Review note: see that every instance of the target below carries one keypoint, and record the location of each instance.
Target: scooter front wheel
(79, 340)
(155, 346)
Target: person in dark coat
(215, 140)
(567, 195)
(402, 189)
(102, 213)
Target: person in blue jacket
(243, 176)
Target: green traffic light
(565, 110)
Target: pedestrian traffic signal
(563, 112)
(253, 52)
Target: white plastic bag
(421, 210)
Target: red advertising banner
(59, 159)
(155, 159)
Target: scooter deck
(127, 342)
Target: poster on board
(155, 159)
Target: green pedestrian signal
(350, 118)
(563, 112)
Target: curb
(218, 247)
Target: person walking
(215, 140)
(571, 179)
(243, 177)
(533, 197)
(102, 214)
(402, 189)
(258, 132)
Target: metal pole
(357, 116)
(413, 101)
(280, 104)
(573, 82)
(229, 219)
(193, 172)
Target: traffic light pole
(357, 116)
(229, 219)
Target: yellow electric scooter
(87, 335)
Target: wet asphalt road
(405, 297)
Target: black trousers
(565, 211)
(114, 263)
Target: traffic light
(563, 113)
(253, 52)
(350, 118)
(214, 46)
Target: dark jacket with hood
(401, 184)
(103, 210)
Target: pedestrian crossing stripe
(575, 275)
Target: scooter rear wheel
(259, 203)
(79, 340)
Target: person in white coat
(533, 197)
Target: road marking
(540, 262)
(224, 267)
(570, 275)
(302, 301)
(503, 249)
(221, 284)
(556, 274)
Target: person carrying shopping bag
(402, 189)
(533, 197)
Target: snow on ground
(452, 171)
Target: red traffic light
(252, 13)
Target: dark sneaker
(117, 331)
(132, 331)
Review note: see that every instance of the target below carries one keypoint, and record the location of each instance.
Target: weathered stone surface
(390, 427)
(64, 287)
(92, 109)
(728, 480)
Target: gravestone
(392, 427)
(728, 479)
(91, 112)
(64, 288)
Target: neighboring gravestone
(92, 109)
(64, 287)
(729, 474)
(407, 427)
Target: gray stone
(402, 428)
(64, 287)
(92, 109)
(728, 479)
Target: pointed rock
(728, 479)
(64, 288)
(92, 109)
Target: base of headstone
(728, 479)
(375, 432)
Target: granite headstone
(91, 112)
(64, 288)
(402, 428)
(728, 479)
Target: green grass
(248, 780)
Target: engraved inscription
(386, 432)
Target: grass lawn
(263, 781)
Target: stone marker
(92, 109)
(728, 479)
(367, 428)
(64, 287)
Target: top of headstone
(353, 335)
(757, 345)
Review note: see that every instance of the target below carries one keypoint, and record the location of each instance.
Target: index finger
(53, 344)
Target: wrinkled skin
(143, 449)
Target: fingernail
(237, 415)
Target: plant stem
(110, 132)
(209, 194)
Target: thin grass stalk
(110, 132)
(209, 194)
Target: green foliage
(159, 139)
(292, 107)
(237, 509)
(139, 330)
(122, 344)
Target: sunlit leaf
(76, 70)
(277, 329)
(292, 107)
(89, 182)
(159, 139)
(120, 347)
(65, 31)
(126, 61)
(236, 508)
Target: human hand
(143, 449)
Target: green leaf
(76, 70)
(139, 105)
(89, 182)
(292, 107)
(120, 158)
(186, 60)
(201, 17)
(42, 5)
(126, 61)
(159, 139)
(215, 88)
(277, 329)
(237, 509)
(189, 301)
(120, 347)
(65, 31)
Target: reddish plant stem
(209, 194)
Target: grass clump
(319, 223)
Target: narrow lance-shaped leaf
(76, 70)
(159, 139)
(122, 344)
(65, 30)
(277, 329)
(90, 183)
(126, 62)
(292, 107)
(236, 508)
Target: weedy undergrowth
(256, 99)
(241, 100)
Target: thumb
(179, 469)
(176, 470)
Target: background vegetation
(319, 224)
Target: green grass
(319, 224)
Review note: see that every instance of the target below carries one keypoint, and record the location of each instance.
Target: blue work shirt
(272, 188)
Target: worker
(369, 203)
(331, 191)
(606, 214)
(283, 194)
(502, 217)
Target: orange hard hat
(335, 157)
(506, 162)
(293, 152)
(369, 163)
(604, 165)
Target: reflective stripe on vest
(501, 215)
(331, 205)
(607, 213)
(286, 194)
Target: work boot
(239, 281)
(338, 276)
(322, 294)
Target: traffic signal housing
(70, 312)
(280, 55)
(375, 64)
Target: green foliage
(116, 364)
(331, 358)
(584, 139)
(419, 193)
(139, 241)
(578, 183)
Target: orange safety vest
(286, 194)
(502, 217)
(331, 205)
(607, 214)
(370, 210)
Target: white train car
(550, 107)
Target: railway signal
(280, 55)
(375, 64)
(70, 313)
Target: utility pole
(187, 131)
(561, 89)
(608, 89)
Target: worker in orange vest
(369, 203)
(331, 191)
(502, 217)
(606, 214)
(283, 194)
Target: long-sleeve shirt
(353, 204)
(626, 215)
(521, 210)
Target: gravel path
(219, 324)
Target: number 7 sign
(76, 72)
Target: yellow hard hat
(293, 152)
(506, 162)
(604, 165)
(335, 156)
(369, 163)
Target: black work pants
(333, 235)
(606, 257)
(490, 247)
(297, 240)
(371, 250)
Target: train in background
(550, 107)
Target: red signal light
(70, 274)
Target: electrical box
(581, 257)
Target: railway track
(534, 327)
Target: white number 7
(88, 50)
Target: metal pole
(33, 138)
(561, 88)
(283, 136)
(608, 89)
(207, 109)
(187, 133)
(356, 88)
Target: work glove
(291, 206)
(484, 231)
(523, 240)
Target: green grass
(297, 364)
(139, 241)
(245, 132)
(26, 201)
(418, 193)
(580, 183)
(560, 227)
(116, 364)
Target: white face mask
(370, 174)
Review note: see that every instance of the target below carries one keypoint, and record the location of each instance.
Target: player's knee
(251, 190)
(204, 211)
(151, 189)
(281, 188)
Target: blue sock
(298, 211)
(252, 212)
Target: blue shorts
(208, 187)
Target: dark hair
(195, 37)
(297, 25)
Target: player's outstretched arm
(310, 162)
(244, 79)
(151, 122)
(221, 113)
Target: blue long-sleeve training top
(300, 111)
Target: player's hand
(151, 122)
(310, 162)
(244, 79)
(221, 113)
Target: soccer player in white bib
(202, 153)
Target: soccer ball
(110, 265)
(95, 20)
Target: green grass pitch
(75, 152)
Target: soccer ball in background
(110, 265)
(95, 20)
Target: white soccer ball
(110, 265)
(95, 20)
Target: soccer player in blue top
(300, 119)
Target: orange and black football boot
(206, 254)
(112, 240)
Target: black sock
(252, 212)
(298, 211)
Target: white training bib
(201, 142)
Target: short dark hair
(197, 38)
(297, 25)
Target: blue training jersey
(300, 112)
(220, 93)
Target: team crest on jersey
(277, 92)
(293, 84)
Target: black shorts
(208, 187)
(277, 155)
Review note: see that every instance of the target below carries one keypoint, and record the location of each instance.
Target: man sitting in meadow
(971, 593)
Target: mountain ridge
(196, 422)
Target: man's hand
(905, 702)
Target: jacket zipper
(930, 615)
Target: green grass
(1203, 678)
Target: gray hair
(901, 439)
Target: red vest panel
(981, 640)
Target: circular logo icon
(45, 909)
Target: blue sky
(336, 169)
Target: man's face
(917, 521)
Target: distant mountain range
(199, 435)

++++++++++

● **WRITTEN EXERCISE**:
Exact output of every entry is required.

● **ANSWER TO THE EXERCISE**:
Review note: see that every instance of the target below carries one keypoint, and record the location of each instance.
Target: scooter front wheel
(79, 340)
(155, 346)
Target: person in dark coat
(215, 140)
(567, 195)
(402, 189)
(102, 213)
Target: person in blue jacket
(243, 176)
Target: green traffic light
(565, 110)
Target: pedestrian traffic signal
(563, 112)
(253, 52)
Target: white plastic bag
(421, 210)
Target: red advertising banner
(59, 159)
(155, 159)
Target: scooter deck
(127, 342)
Target: poster on board
(155, 159)
Target: green pedestrian signal
(350, 118)
(563, 112)
Target: curb
(218, 247)
Target: person walking
(215, 140)
(571, 179)
(243, 177)
(533, 197)
(102, 214)
(402, 189)
(258, 132)
Target: metal pole
(357, 116)
(413, 101)
(280, 104)
(573, 82)
(229, 219)
(193, 172)
Target: traffic light pole
(357, 116)
(229, 219)
Target: yellow electric scooter
(87, 335)
Target: wet asphalt road
(405, 297)
Target: black trousers
(565, 211)
(114, 263)
Target: traffic light
(563, 113)
(253, 52)
(350, 118)
(214, 46)
Target: dark jacket with hood
(401, 184)
(103, 210)
Target: pedestrian crossing stripe
(575, 275)
Target: scooter rear wheel
(259, 203)
(79, 340)
Target: person in white coat
(533, 197)
Target: road marking
(540, 262)
(224, 267)
(570, 275)
(302, 301)
(503, 249)
(221, 284)
(556, 274)
Target: person carrying shopping bag
(402, 189)
(533, 197)
Target: snow on ground
(452, 171)
Target: red traffic light
(252, 13)
Target: dark sneaker
(117, 331)
(132, 331)
Review note: see that every instance of the target below carries one keypoint, and record the location of each instance.
Target: weathered stone surface
(390, 427)
(64, 287)
(92, 109)
(728, 480)
Target: gravestone
(392, 427)
(728, 479)
(91, 112)
(64, 288)
Target: neighboring gravestone
(92, 109)
(64, 287)
(729, 474)
(407, 427)
Target: gray stone
(402, 428)
(64, 287)
(92, 109)
(728, 479)
Target: pointed rock
(728, 479)
(64, 288)
(92, 109)
Target: base of headstone
(728, 479)
(375, 432)
Target: granite headstone
(91, 112)
(64, 288)
(402, 428)
(728, 479)
Target: green grass
(248, 780)
Target: engraved inscription
(386, 432)
Target: grass lawn
(263, 781)
Target: stone marker
(92, 109)
(728, 479)
(367, 428)
(64, 287)
Target: top of headstone
(353, 335)
(757, 345)
Review note: see that every instance of the target below carries one keypoint, and record the location of each instance.
Target: index finger
(53, 344)
Target: wrinkled skin
(143, 449)
Target: fingernail
(237, 415)
Target: plant stem
(110, 132)
(209, 194)
Target: thin grass stalk
(110, 132)
(209, 194)
Target: green foliage
(159, 139)
(292, 107)
(237, 509)
(139, 330)
(122, 344)
Target: sunlit leaf
(76, 70)
(277, 329)
(292, 107)
(89, 182)
(159, 139)
(120, 347)
(65, 31)
(126, 61)
(236, 508)
Target: human hand
(143, 449)
Target: green leaf
(76, 70)
(139, 105)
(89, 182)
(292, 107)
(120, 158)
(186, 60)
(201, 17)
(42, 5)
(126, 61)
(159, 139)
(215, 88)
(277, 329)
(237, 509)
(189, 301)
(120, 347)
(65, 31)
Target: reddish plant stem
(209, 194)
Target: grass clump
(319, 223)
Target: narrow lance-shaped leaf
(76, 70)
(159, 139)
(122, 344)
(65, 30)
(277, 329)
(90, 183)
(126, 62)
(292, 107)
(236, 508)
Target: weedy undergrowth
(256, 99)
(241, 100)
Target: thumb
(179, 469)
(176, 470)
Target: background vegetation
(319, 224)
Target: green grass
(319, 224)
Review note: see that every instance of the target below carries one keypoint, and record the location of each instance.
Target: blue work shirt
(272, 188)
Target: worker
(369, 203)
(331, 191)
(606, 214)
(283, 194)
(502, 217)
Target: orange hard hat
(335, 157)
(506, 162)
(293, 152)
(369, 163)
(604, 165)
Target: reflective stripe on vest
(501, 215)
(331, 205)
(607, 213)
(286, 194)
Target: work boot
(239, 281)
(338, 276)
(322, 294)
Target: traffic signal housing
(70, 312)
(280, 55)
(375, 64)
Target: green foliage
(116, 364)
(331, 358)
(584, 139)
(419, 193)
(139, 241)
(578, 183)
Target: orange safety vest
(286, 194)
(502, 217)
(331, 205)
(607, 214)
(370, 210)
Target: white train car
(550, 107)
Target: railway signal
(280, 55)
(375, 64)
(70, 313)
Target: utility pole
(187, 131)
(561, 89)
(608, 89)
Target: worker in orange vest
(369, 203)
(331, 191)
(502, 217)
(606, 214)
(283, 194)
Target: long-sleeve shirt
(353, 204)
(626, 215)
(521, 210)
Target: gravel path
(219, 324)
Target: number 7 sign
(76, 72)
Target: yellow hard hat
(293, 152)
(506, 162)
(604, 165)
(335, 156)
(369, 163)
Target: black work pants
(333, 235)
(606, 257)
(490, 247)
(297, 240)
(371, 250)
Target: train in background
(550, 107)
Target: red signal light
(70, 274)
Target: electrical box
(581, 257)
Target: railway track
(534, 327)
Target: white number 7
(88, 50)
Target: metal pole
(33, 138)
(561, 88)
(283, 136)
(608, 89)
(207, 109)
(187, 133)
(356, 88)
Target: work glove
(291, 206)
(484, 231)
(523, 240)
Target: green grass
(297, 364)
(139, 241)
(245, 132)
(26, 201)
(418, 193)
(580, 183)
(560, 227)
(116, 364)
Target: white face mask
(370, 174)
Review note: see that every instance of the target below carries one keypoint, and record the location of each instance.
Target: player's knee
(251, 190)
(204, 211)
(151, 189)
(281, 188)
Target: blue sock
(298, 211)
(252, 212)
Target: blue shorts
(208, 187)
Target: dark hair
(195, 37)
(297, 25)
Target: player's outstretched arm
(310, 162)
(244, 79)
(151, 122)
(221, 113)
Target: blue long-sleeve training top
(300, 111)
Target: player's hand
(151, 122)
(310, 162)
(244, 79)
(221, 113)
Target: soccer player in white bib
(202, 153)
Target: soccer ball
(110, 265)
(95, 20)
Target: green grass pitch
(75, 152)
Target: soccer ball in background
(110, 265)
(95, 20)
Target: white soccer ball
(110, 265)
(95, 20)
Target: soccer player in blue top
(300, 119)
Target: orange and black football boot
(206, 254)
(112, 240)
Target: black sock
(252, 212)
(298, 211)
Target: white training bib
(201, 142)
Target: short dark hair
(197, 38)
(297, 25)
Target: blue training jersey
(300, 112)
(220, 93)
Target: team crest on jersey
(277, 92)
(293, 84)
Target: black shorts
(208, 187)
(277, 155)
Review note: see that every instance of the target below carries one keypoint, and record the location of each instance.
Target: man sitting in meadow
(971, 593)
Target: mountain ridge
(196, 422)
Target: man's hand
(905, 702)
Target: jacket zipper
(930, 615)
Target: green grass
(1203, 678)
Target: gray hair
(901, 439)
Target: red vest panel
(981, 640)
Target: circular logo icon
(45, 909)
Target: blue sky
(336, 169)
Target: man's face
(917, 521)
Target: distant mountain range
(199, 435)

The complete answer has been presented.